What is asked:
Output the full material exactly as it appears here.

● ● ● ● ●

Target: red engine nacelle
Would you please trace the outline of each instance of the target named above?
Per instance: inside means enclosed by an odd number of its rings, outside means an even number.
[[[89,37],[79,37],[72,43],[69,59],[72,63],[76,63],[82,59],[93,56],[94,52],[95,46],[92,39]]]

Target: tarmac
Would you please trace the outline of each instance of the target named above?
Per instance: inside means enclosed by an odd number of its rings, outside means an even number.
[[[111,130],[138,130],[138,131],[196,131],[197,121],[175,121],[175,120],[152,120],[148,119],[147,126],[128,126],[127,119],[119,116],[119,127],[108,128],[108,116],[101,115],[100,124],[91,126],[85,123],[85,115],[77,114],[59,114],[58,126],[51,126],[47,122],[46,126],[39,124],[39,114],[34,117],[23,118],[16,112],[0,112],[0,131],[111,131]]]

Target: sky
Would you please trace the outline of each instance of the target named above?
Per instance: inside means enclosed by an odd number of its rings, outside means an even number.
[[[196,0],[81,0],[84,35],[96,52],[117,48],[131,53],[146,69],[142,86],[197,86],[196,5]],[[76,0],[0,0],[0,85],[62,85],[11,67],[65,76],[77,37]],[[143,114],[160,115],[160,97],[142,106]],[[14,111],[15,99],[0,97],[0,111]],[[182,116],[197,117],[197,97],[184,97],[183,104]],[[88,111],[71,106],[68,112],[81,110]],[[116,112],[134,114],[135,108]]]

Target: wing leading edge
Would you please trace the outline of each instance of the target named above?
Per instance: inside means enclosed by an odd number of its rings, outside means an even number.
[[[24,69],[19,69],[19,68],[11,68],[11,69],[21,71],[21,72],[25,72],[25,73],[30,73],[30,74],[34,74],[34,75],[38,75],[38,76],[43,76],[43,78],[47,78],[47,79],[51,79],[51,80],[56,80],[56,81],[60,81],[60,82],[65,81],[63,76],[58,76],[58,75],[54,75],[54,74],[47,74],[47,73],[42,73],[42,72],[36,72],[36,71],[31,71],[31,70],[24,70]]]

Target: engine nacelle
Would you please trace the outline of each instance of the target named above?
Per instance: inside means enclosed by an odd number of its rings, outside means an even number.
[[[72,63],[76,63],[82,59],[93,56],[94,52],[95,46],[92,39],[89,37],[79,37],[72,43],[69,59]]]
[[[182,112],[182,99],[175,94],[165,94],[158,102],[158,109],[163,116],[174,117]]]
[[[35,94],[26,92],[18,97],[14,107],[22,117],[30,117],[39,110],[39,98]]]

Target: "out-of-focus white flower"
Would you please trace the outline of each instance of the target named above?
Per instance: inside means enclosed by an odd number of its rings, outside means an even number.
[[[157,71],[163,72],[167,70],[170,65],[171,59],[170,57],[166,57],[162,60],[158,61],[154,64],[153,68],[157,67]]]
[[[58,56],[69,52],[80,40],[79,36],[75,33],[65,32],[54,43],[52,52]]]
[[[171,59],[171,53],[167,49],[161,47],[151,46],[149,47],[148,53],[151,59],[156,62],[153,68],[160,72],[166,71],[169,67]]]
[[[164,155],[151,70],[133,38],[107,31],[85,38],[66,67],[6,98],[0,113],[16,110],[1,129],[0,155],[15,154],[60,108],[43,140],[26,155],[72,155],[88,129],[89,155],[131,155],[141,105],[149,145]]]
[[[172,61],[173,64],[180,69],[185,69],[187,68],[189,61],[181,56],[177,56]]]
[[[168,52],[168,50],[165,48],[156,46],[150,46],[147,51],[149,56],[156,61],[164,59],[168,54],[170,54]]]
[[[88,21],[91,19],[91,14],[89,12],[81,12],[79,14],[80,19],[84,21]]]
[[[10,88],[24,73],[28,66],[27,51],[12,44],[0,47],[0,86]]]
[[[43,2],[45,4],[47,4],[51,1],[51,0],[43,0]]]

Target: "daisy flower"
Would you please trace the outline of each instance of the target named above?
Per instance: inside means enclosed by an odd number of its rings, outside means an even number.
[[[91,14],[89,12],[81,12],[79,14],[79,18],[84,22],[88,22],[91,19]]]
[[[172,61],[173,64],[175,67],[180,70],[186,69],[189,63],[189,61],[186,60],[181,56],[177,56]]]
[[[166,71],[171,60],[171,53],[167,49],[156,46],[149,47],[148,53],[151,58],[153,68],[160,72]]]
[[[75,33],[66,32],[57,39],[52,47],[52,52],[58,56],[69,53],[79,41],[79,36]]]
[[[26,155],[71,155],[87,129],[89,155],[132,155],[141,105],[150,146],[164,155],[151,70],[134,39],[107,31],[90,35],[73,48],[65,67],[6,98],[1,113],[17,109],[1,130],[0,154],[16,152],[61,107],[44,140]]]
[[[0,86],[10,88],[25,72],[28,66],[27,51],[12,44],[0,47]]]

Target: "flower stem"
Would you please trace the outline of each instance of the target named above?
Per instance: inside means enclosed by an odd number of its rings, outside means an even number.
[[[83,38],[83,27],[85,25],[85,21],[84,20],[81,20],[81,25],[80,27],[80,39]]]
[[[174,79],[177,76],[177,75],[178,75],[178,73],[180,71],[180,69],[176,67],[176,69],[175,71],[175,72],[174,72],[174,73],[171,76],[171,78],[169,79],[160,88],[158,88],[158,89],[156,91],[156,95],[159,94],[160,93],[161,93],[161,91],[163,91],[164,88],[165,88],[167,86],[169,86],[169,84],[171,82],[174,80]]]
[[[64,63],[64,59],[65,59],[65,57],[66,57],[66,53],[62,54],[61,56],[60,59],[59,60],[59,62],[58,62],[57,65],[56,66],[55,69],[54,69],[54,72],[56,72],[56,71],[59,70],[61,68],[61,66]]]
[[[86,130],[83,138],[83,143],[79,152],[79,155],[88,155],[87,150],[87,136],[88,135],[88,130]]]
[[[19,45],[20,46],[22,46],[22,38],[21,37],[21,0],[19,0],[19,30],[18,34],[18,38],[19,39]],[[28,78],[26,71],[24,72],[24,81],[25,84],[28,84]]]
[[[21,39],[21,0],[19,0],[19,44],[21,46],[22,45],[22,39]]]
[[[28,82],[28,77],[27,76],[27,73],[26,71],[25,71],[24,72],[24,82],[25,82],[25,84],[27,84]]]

● ● ● ● ●

Response to this task:
Target: red engine nacelle
Would you please trace the outline of each instance of the target named above?
Per instance: inside means enclosed by an odd number of its rings, outside means an even number.
[[[89,37],[79,37],[72,43],[69,59],[72,63],[76,63],[82,59],[93,56],[94,52],[95,46],[92,39]]]

Target: tarmac
Would you please trace the outline of each instance of the target named above?
Per instance: inside means enclosed by an odd number of its rings, outside means an even number.
[[[111,130],[138,130],[138,131],[196,131],[197,121],[175,121],[175,120],[152,120],[148,119],[147,126],[128,126],[127,119],[119,116],[119,127],[108,128],[108,116],[101,115],[100,124],[91,126],[85,123],[85,115],[77,114],[59,114],[58,126],[51,126],[47,122],[46,126],[39,124],[39,114],[34,117],[23,118],[16,112],[0,112],[0,131],[111,131]]]

Target: sky
Would you please trace the outline of each instance of the target named above?
Per instance: inside means enclosed by an odd number of its rings, outside means an even number.
[[[196,0],[81,0],[84,35],[96,52],[117,48],[131,53],[146,69],[142,86],[197,86],[196,5]],[[76,0],[0,0],[0,85],[62,85],[11,67],[65,76],[77,37]],[[143,114],[160,115],[160,97],[142,106]],[[14,111],[15,99],[0,97],[0,111]],[[182,116],[197,117],[197,97],[184,97],[183,104]],[[88,111],[71,106],[68,112],[81,110]],[[116,112],[134,114],[135,108]]]

Target: wing leading edge
Would you please trace the outline of each instance of the target named above?
Per instance: inside means enclosed by an odd number of its rings, outside means an even number.
[[[24,69],[19,69],[19,68],[11,68],[11,69],[21,71],[21,72],[25,72],[25,73],[30,73],[30,74],[34,74],[34,75],[38,75],[38,76],[43,76],[43,78],[47,78],[47,79],[51,79],[51,80],[56,80],[56,81],[60,81],[60,82],[65,81],[63,76],[58,76],[58,75],[54,75],[54,74],[47,74],[47,73],[42,73],[42,72],[36,72],[36,71],[31,71],[31,70],[24,70]]]

Target: engine nacelle
Would you please trace the outline of each instance of the target named above?
Per instance: inside means enclosed by an odd number of its rings, outside means an even number.
[[[72,63],[76,63],[82,59],[93,56],[94,52],[95,46],[92,39],[89,37],[79,37],[72,43],[69,59]]]
[[[182,112],[182,99],[175,94],[165,94],[158,102],[158,109],[163,116],[174,117]]]
[[[35,94],[26,92],[18,97],[14,107],[22,117],[30,117],[39,110],[39,98]]]

Target: "out-of-focus white flower"
Would you please trace the outline of each instance of the target named above?
Per instance: inside means enclosed by an odd number of its rings, outside means an even number.
[[[157,71],[163,72],[167,70],[170,65],[171,59],[170,57],[166,57],[162,60],[158,61],[154,64],[153,68],[157,67]]]
[[[58,56],[69,52],[80,40],[79,36],[75,33],[65,32],[54,43],[52,52]]]
[[[171,59],[171,53],[167,49],[161,47],[151,46],[149,47],[148,53],[151,59],[156,62],[153,68],[160,72],[166,71],[169,67]]]
[[[164,155],[151,70],[133,38],[107,31],[85,38],[66,67],[6,98],[0,113],[16,110],[1,129],[0,155],[15,154],[60,108],[43,140],[26,155],[72,155],[88,129],[89,155],[131,155],[141,105],[149,145]]]
[[[172,61],[173,64],[180,69],[185,69],[187,68],[189,61],[181,56],[177,56]]]
[[[168,52],[168,50],[165,48],[156,46],[150,46],[147,51],[149,56],[156,61],[164,59],[168,54],[170,54]]]
[[[88,21],[91,19],[91,14],[89,12],[81,12],[79,14],[80,19],[84,21]]]
[[[10,88],[24,73],[28,66],[27,51],[12,44],[0,47],[0,86]]]
[[[43,2],[45,4],[47,4],[51,1],[51,0],[43,0]]]

Target: "daisy flower"
Would you please trace the outline of each instance of the target named above?
Per instance: inside means enclosed by an odd number of its rings, outside means an even number.
[[[91,14],[89,12],[81,12],[79,14],[79,18],[84,22],[88,22],[91,19]]]
[[[172,61],[173,64],[175,67],[180,70],[186,69],[189,63],[189,61],[186,60],[181,56],[177,56]]]
[[[166,71],[171,60],[171,53],[167,49],[156,46],[149,47],[148,53],[151,58],[153,68],[160,72]]]
[[[75,33],[66,32],[57,39],[52,47],[52,52],[58,56],[69,53],[79,41],[79,36]]]
[[[26,155],[71,155],[87,129],[89,155],[132,155],[141,105],[150,146],[164,155],[151,70],[134,39],[107,31],[90,35],[73,48],[65,67],[6,98],[1,113],[17,109],[1,130],[0,154],[16,152],[61,107],[44,140]]]
[[[0,86],[10,88],[25,72],[28,66],[27,51],[12,44],[0,47]]]

Target: "flower stem"
Would you please trace the outline of each instance of the target named above?
Per instance: inside means enclosed by an odd number of its rings, outside means an even number.
[[[83,38],[83,27],[85,25],[85,21],[84,20],[81,20],[81,25],[80,27],[80,39]]]
[[[174,79],[177,76],[177,75],[178,75],[178,73],[180,71],[180,69],[176,67],[176,69],[175,71],[175,72],[174,72],[174,73],[171,76],[171,78],[169,79],[160,88],[158,88],[158,89],[156,91],[156,95],[159,94],[160,93],[161,93],[161,91],[163,91],[164,88],[165,88],[167,86],[169,86],[169,84],[171,82],[174,80]]]
[[[64,63],[64,59],[65,59],[65,57],[66,57],[66,53],[62,54],[61,56],[60,59],[59,60],[59,62],[58,62],[57,65],[56,66],[55,69],[54,69],[54,72],[56,72],[56,71],[59,70],[61,68],[61,66]]]
[[[86,130],[83,138],[83,143],[79,152],[79,155],[88,155],[87,150],[87,136],[88,135],[88,130]]]
[[[19,45],[20,46],[22,46],[22,38],[21,37],[21,0],[19,0],[19,30],[18,34],[18,38],[19,39]],[[28,78],[26,71],[24,72],[24,81],[25,84],[28,84]]]
[[[21,39],[21,0],[19,0],[19,44],[21,46],[22,45],[22,39]]]
[[[28,82],[28,77],[27,76],[27,73],[26,71],[25,71],[24,72],[24,82],[25,82],[25,84],[27,84]]]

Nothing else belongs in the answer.